◆ **YOUR ASSIGNMENT**
Once the line containing "the elderly man's" is found in the data below, repeat it and every later line exactly, leaving the pictures out.

◆ **Dataset entries**

======

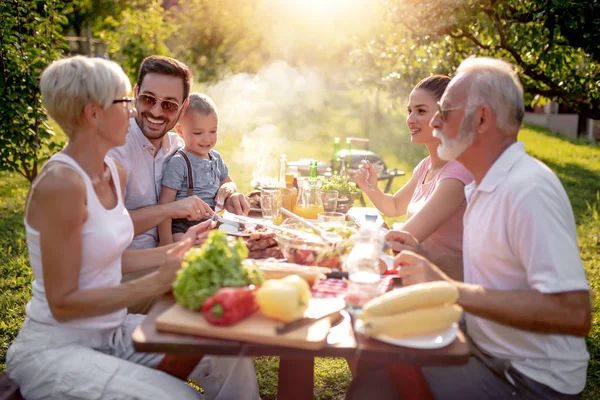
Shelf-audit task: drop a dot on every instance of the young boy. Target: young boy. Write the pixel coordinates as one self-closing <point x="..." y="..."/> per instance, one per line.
<point x="198" y="127"/>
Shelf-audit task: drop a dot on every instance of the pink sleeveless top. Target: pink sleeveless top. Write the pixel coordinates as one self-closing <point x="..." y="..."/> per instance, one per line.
<point x="448" y="237"/>
<point x="105" y="235"/>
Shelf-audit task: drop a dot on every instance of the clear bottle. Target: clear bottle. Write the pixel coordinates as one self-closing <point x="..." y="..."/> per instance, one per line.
<point x="362" y="264"/>
<point x="348" y="153"/>
<point x="335" y="164"/>
<point x="282" y="170"/>
<point x="309" y="202"/>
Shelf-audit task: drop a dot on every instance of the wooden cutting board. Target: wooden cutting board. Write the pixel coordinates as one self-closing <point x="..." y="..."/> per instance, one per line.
<point x="257" y="328"/>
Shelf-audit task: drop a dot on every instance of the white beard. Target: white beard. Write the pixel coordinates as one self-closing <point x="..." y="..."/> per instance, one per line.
<point x="449" y="150"/>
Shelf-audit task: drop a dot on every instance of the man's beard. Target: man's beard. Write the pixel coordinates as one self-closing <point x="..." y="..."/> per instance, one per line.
<point x="451" y="149"/>
<point x="151" y="133"/>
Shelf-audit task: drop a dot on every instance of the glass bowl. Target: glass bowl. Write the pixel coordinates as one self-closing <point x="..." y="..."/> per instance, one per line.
<point x="301" y="251"/>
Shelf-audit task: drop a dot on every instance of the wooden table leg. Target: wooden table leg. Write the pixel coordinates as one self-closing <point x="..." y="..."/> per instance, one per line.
<point x="352" y="366"/>
<point x="409" y="381"/>
<point x="296" y="378"/>
<point x="179" y="366"/>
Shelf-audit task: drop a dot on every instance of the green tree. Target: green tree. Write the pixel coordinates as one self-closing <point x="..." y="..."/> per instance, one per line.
<point x="30" y="38"/>
<point x="218" y="37"/>
<point x="420" y="37"/>
<point x="140" y="29"/>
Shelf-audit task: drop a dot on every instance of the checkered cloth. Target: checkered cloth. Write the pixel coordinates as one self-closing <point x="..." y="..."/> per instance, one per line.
<point x="337" y="287"/>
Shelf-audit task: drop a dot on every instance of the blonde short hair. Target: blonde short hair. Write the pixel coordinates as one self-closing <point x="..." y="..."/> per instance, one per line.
<point x="68" y="85"/>
<point x="495" y="83"/>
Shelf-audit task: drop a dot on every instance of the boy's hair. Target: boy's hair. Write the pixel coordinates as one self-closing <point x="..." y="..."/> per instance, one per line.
<point x="68" y="85"/>
<point x="435" y="84"/>
<point x="166" y="66"/>
<point x="201" y="103"/>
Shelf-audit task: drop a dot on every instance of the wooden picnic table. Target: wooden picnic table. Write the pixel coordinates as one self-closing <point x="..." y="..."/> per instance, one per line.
<point x="296" y="366"/>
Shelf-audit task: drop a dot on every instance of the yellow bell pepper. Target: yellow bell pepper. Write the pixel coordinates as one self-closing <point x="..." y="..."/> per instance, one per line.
<point x="284" y="299"/>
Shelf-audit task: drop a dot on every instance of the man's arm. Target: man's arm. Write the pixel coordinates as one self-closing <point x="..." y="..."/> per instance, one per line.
<point x="451" y="265"/>
<point x="560" y="313"/>
<point x="565" y="313"/>
<point x="146" y="218"/>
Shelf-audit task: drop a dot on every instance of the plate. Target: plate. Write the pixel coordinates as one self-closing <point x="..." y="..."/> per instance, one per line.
<point x="359" y="213"/>
<point x="232" y="230"/>
<point x="433" y="341"/>
<point x="388" y="260"/>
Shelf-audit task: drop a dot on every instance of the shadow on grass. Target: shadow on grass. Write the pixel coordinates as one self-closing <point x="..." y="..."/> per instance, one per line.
<point x="580" y="183"/>
<point x="546" y="132"/>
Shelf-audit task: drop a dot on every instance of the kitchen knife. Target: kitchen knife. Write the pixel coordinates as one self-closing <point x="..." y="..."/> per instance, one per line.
<point x="299" y="323"/>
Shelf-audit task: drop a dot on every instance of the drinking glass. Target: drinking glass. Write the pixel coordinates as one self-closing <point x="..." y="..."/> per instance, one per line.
<point x="270" y="202"/>
<point x="331" y="218"/>
<point x="329" y="199"/>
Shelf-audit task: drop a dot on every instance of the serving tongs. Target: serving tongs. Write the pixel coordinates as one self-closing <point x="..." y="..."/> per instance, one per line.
<point x="330" y="237"/>
<point x="239" y="225"/>
<point x="270" y="225"/>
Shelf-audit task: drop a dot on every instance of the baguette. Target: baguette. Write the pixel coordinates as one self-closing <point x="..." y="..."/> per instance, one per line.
<point x="278" y="270"/>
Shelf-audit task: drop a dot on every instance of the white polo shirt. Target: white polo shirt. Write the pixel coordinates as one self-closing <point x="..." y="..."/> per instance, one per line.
<point x="144" y="174"/>
<point x="519" y="234"/>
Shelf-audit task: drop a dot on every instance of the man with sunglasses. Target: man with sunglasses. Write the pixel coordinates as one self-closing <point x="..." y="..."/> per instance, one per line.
<point x="525" y="293"/>
<point x="161" y="98"/>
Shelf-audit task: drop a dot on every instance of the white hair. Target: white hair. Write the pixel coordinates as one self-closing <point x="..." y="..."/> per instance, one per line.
<point x="201" y="103"/>
<point x="68" y="85"/>
<point x="495" y="83"/>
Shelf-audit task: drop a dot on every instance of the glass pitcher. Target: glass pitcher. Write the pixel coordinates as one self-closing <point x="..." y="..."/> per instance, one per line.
<point x="309" y="203"/>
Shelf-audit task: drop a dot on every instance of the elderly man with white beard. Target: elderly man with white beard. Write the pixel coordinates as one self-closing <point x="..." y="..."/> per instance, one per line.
<point x="525" y="293"/>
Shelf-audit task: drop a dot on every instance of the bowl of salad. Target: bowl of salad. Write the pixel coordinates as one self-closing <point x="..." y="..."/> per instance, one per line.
<point x="348" y="191"/>
<point x="299" y="250"/>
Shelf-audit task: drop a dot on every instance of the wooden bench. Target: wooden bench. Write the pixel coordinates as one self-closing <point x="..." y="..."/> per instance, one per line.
<point x="8" y="389"/>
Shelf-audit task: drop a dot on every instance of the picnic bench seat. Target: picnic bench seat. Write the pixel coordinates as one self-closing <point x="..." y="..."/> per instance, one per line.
<point x="8" y="389"/>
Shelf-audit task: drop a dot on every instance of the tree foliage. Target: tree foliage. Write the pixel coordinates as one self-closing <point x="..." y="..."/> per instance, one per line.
<point x="136" y="31"/>
<point x="30" y="38"/>
<point x="216" y="38"/>
<point x="554" y="58"/>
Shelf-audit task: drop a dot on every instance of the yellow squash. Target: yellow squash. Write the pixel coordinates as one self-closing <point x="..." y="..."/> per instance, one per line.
<point x="413" y="297"/>
<point x="284" y="299"/>
<point x="414" y="323"/>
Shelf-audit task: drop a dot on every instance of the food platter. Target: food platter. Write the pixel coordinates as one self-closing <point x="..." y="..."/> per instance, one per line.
<point x="433" y="341"/>
<point x="233" y="231"/>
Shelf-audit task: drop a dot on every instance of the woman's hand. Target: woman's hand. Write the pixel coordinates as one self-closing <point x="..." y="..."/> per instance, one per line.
<point x="366" y="176"/>
<point x="167" y="272"/>
<point x="414" y="269"/>
<point x="238" y="204"/>
<point x="401" y="240"/>
<point x="198" y="233"/>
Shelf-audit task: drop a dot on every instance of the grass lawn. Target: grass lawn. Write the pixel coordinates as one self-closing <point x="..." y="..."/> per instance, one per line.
<point x="576" y="163"/>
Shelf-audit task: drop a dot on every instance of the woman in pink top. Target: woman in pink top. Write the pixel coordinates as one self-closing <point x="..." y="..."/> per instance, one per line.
<point x="433" y="198"/>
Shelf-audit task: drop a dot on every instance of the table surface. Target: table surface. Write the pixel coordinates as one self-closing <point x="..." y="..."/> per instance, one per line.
<point x="341" y="342"/>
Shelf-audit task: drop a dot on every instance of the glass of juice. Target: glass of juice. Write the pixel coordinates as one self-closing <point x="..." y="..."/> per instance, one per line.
<point x="270" y="202"/>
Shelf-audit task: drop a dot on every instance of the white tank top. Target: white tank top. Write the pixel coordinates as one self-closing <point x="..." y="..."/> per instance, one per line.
<point x="105" y="235"/>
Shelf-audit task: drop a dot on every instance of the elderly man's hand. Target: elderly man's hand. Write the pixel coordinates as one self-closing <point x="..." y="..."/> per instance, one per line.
<point x="414" y="269"/>
<point x="238" y="203"/>
<point x="198" y="233"/>
<point x="225" y="191"/>
<point x="400" y="240"/>
<point x="167" y="272"/>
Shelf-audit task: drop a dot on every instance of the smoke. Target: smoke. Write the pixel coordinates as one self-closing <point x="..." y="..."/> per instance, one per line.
<point x="254" y="107"/>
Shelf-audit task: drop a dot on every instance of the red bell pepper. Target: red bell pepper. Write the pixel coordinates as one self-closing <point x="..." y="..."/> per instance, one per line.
<point x="230" y="305"/>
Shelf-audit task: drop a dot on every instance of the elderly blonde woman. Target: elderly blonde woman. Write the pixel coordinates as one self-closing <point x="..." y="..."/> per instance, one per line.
<point x="75" y="342"/>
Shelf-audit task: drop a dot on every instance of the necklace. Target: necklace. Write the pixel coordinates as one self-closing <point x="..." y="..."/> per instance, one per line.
<point x="102" y="178"/>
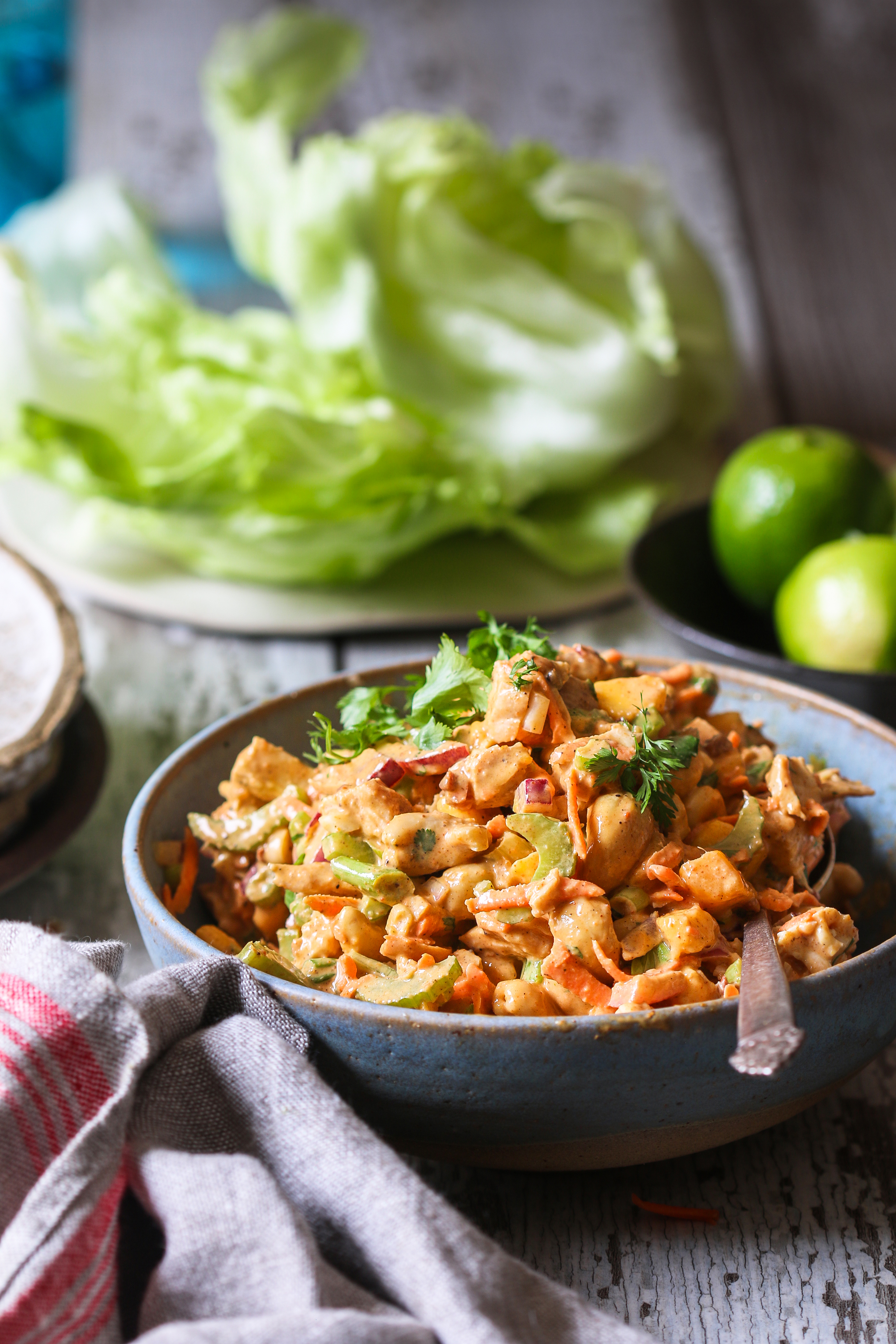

======

◆ **EXERCISE OUTPUT**
Shelf-audit task: drop a dot on every instance of the elderly man's hand. Target: elderly man's hand. Write the pixel coordinates as one self-closing <point x="..." y="..."/> per instance, one per line.
<point x="414" y="269"/>
<point x="238" y="203"/>
<point x="198" y="233"/>
<point x="225" y="191"/>
<point x="400" y="240"/>
<point x="167" y="272"/>
Shelf-audit task: drop a dot on every instance of the smoke. Target: smoke. Write the pixel coordinates as one self-closing <point x="..." y="..."/> per instance, one per line.
<point x="254" y="107"/>
Shelf-audit task: drop a dot on every instance of the red bell pepper. Target: red bell pepper. Write the pixel coordinates as one self-closing <point x="..." y="..."/> per instance, one per line.
<point x="230" y="305"/>
Shelf-audit task: drop a dot on every instance of the elderly blonde woman. Target: elderly blonde woman. Write the pixel coordinates as one self-closing <point x="..." y="..."/> per instance, one per line.
<point x="75" y="342"/>
Shelf-audit task: drop a dot on every instance of the necklace. Target: necklace. Write the pixel coordinates as one self-closing <point x="..." y="..."/> per instance, one per line.
<point x="102" y="178"/>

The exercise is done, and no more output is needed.